SOURCE:
>>>

Devki Steel Mills Ltd v Baraza (Appeal 55 of 2018) [2022] KEELRC 13414 (KLR) (2 December 2022) (Judgment)
Neutral citation:
[2022] KEELRC 13414 (KLR)
Republic of Kenya
Appeal 55 of 2018
MA Onyango & BOM Manani, JJ
December 2, 2022
Between
Devki Steel Mills Ltd
Appellant
and
Evans Makokha Baraza
Respondent
(Being an appeal from the judgment of the Principal Magistrate in Thika Chief Magistrate’s Court case No 162 of 2013 delivered on March 4, 2015)
Judgment
1.This is an appeal from the judgment of the principal magistrate in Thika Chief Magistrate’s Court case No 162 of 2013 delivered on March 4, 2015. The case involved an alleged work injury claim by the respondent against the appellant.
2.In the decision, the trial magistrate arrived at the conclusion that the respondent was an employee of the appellant and that he had been injured while in the course of duty. The court also found that the appellant had failed to provide the respondent with protective apparels whilst at work and that this failure substantially contributed to the injury that the respondent suffered. Accordingly, the court apportioned liability between the parties with the appellant shouldering 90% of liability.
3.It is this decision that is the subject of the appeal.
Brief Facts of the Case
4.From the record, the respondent alleged that he was an employee of the appellant. That on July 4, 2012 he got injured when a co-employee wrongly operated a steel cutting machine causing the respondent to be hit on his finger and thumb by a steel bar. The respondent blamed the appellant for failing to provide him with gloves which in his view, would have lessened the degree of the injury.
5.On the other hand the appellant denied that the respondent was its employee. It produced a computer printout demonstrating that the name of the respondent was not in its list of employees. However, the court rejected this evidence for reasons set out in the judgment.

<<<

GIVEN ENTRIES:
>>>

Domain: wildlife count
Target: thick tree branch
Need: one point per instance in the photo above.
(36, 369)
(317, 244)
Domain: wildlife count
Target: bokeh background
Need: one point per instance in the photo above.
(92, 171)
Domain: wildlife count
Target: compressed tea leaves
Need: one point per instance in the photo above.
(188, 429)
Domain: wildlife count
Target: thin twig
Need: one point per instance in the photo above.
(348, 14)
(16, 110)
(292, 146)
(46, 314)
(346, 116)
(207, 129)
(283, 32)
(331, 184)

<<<
>>>

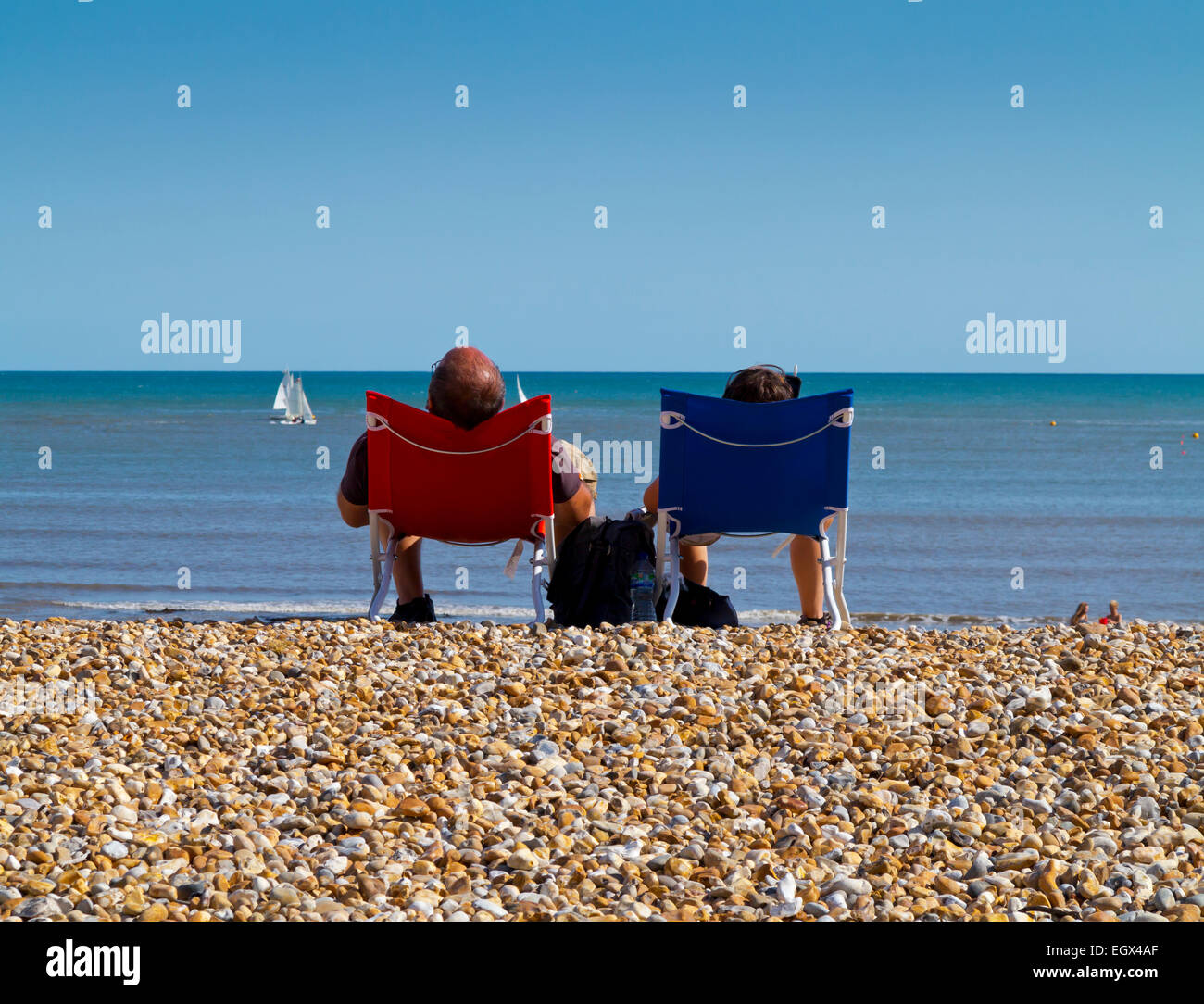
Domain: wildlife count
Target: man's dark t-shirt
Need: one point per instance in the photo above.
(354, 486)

<<<

STATED EXERCISE 1:
In the Devki Steel Mills judgment, what share of liability did the trial magistrate place on the appellant?
STATED EXERCISE 2:
Copy the passage of the Devki Steel Mills judgment from "5.On the other" to "in the judgment.".

TASK ANSWER 1:
90% of liability

TASK ANSWER 2:
5.On the other hand the appellant denied that the respondent was its employee. It produced a computer printout demonstrating that the name of the respondent was not in its list of employees. However, the court rejected this evidence for reasons set out in the judgment.